_TASK INPUTS_:
━━━
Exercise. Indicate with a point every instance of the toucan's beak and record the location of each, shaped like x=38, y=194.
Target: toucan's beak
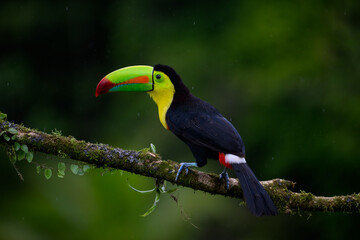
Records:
x=128, y=79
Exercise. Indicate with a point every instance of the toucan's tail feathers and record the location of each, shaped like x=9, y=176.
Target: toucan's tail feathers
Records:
x=256, y=197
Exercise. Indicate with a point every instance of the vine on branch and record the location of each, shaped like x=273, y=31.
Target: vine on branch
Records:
x=151, y=164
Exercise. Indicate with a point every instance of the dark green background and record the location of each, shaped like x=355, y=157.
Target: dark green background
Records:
x=286, y=73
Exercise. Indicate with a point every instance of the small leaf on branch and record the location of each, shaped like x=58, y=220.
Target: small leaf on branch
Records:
x=152, y=148
x=12, y=131
x=16, y=146
x=86, y=168
x=6, y=137
x=48, y=173
x=74, y=168
x=61, y=168
x=24, y=148
x=21, y=155
x=13, y=158
x=3, y=116
x=29, y=156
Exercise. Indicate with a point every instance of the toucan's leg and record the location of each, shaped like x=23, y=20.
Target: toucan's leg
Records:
x=185, y=165
x=225, y=175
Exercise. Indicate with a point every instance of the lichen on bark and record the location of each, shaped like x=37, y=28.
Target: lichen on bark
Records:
x=146, y=163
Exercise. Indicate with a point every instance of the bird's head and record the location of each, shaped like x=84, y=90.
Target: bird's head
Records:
x=154, y=80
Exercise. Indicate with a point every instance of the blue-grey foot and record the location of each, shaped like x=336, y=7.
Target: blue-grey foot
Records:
x=225, y=175
x=182, y=166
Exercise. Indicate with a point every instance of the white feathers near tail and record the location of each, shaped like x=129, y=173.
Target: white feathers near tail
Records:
x=233, y=159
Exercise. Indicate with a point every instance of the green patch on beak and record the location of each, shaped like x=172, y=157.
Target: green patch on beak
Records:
x=128, y=79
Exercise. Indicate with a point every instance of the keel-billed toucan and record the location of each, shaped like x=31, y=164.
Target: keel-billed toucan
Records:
x=207, y=133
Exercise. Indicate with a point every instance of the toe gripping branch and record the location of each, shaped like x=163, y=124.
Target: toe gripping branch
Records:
x=186, y=166
x=225, y=175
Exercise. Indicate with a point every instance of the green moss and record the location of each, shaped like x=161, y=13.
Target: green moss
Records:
x=63, y=155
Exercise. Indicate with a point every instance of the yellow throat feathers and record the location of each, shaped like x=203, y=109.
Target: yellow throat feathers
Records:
x=163, y=97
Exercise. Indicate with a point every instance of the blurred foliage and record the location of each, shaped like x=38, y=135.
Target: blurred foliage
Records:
x=286, y=73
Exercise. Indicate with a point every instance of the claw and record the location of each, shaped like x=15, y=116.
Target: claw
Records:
x=182, y=166
x=225, y=175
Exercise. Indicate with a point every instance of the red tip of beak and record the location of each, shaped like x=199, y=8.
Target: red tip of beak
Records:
x=104, y=86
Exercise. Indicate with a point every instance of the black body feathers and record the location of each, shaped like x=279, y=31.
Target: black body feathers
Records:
x=208, y=133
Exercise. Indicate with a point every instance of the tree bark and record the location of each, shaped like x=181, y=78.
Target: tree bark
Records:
x=148, y=164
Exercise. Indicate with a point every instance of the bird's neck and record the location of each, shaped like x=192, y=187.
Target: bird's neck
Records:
x=163, y=99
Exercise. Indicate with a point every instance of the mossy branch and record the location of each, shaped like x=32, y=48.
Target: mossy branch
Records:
x=151, y=165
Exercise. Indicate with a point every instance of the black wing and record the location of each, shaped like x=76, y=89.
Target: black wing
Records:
x=207, y=129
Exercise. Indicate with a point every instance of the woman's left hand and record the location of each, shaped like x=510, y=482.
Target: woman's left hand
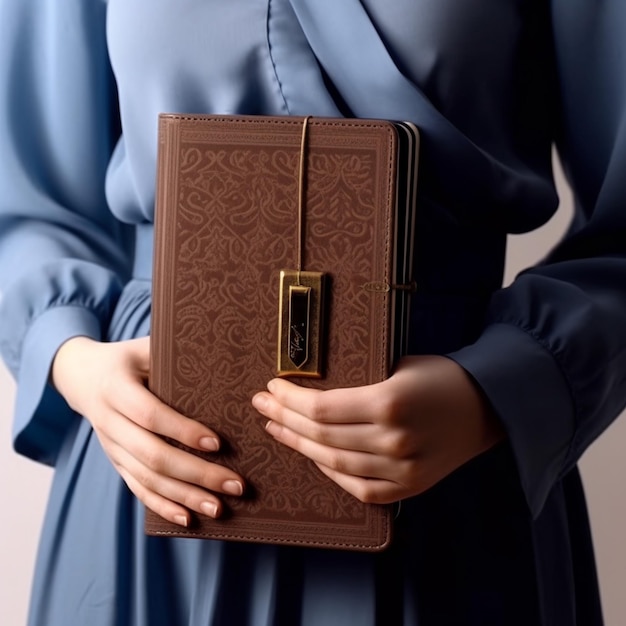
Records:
x=391, y=440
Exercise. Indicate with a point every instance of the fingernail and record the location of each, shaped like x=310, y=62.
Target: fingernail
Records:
x=209, y=508
x=233, y=487
x=209, y=443
x=181, y=520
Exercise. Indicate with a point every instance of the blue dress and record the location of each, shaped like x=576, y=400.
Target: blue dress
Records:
x=492, y=84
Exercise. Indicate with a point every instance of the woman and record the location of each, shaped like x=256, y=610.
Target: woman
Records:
x=478, y=433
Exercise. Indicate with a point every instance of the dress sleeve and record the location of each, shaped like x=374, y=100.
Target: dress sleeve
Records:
x=553, y=358
x=63, y=256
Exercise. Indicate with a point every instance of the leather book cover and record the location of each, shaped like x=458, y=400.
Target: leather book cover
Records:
x=282, y=247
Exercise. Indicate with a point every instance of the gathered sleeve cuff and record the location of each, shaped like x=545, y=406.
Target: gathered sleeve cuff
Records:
x=537, y=411
x=41, y=415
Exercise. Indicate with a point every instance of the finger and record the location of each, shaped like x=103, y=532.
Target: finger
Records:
x=354, y=405
x=174, y=513
x=159, y=458
x=143, y=408
x=349, y=462
x=353, y=436
x=154, y=490
x=139, y=349
x=367, y=490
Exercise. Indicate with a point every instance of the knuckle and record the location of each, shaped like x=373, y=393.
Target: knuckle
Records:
x=337, y=462
x=146, y=416
x=318, y=411
x=154, y=459
x=367, y=494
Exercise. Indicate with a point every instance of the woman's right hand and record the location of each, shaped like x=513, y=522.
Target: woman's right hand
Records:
x=106, y=382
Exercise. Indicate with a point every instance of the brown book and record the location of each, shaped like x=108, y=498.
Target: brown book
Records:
x=283, y=247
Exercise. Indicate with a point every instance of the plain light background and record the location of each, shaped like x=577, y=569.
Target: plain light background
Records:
x=24, y=484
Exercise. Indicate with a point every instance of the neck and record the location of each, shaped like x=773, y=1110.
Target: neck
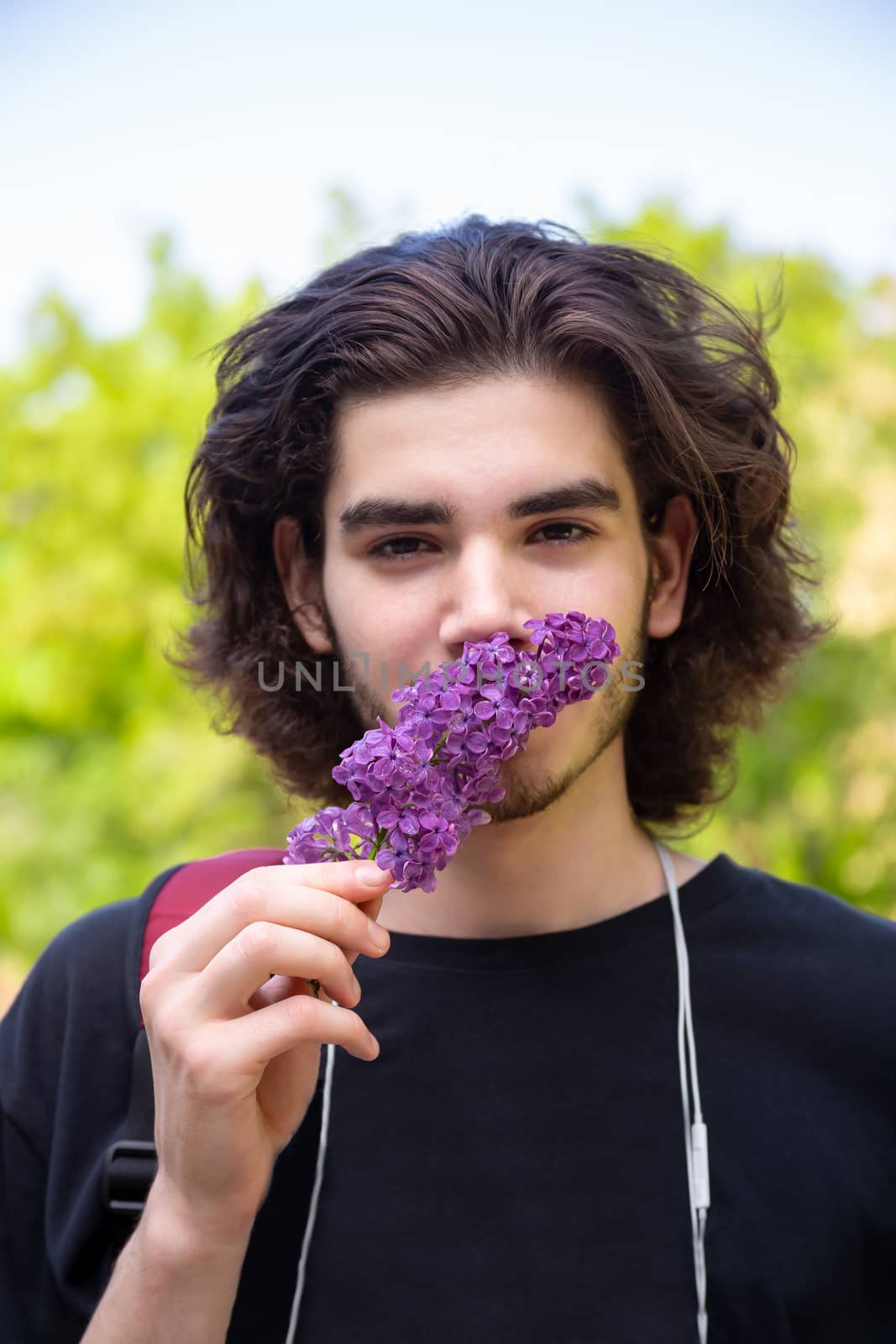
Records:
x=580, y=859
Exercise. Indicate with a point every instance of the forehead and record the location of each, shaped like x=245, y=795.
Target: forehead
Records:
x=495, y=433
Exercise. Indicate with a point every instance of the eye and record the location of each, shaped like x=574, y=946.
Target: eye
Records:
x=570, y=541
x=379, y=551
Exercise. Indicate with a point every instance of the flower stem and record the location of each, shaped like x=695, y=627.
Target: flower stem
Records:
x=378, y=846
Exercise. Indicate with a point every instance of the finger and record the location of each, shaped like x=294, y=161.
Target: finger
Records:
x=278, y=894
x=244, y=965
x=242, y=1047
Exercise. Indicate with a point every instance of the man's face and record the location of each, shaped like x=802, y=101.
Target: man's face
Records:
x=410, y=593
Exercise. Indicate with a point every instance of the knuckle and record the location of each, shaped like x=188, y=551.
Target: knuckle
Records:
x=257, y=940
x=249, y=897
x=301, y=1010
x=343, y=920
x=196, y=1061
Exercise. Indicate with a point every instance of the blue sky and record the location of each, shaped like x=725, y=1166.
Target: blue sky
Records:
x=228, y=124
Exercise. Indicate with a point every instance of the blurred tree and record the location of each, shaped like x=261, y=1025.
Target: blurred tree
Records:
x=109, y=770
x=815, y=797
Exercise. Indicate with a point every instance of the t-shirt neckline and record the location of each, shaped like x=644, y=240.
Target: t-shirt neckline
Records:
x=720, y=879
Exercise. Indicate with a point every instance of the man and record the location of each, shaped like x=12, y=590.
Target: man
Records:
x=430, y=443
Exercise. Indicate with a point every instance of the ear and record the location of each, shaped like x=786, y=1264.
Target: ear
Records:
x=669, y=553
x=301, y=582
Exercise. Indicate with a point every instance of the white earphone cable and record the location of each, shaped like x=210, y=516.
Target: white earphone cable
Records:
x=696, y=1136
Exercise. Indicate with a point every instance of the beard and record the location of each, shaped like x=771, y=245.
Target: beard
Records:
x=528, y=788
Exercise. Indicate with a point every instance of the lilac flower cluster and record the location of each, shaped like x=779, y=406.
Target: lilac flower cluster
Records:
x=419, y=786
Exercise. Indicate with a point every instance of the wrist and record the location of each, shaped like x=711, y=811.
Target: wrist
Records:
x=176, y=1233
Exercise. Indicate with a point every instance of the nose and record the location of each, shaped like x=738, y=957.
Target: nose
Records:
x=481, y=602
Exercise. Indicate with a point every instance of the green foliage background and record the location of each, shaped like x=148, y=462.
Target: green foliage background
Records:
x=109, y=768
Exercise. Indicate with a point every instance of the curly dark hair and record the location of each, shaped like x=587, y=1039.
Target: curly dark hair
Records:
x=688, y=382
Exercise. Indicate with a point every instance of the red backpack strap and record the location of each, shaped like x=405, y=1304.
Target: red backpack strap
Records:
x=129, y=1164
x=195, y=884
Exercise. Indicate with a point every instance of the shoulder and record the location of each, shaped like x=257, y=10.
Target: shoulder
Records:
x=810, y=952
x=78, y=1001
x=817, y=918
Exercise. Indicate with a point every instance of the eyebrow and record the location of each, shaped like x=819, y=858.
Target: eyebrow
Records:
x=378, y=511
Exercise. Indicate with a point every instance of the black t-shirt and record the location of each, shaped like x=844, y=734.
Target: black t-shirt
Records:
x=512, y=1166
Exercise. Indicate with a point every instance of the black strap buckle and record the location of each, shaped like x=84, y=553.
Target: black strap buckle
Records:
x=129, y=1169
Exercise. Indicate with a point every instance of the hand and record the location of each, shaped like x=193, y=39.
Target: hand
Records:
x=235, y=1055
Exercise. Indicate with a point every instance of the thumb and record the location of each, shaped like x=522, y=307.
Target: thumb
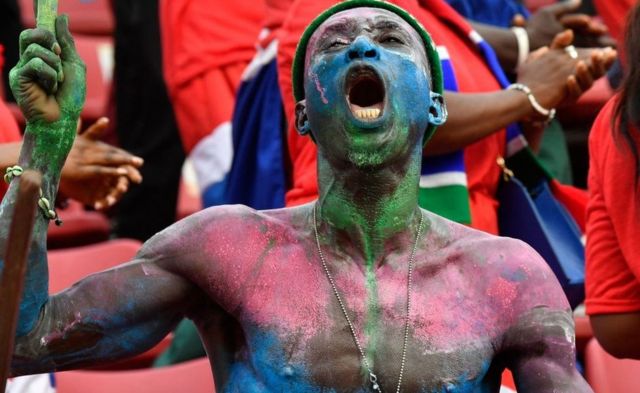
━━━
_PROBLEM TO SOLVE_: Count the lines of the records above that contain the word "knuckle", treating uppercase and lowercase as distinct, and give only the number.

_TASK SOLUTION_: 4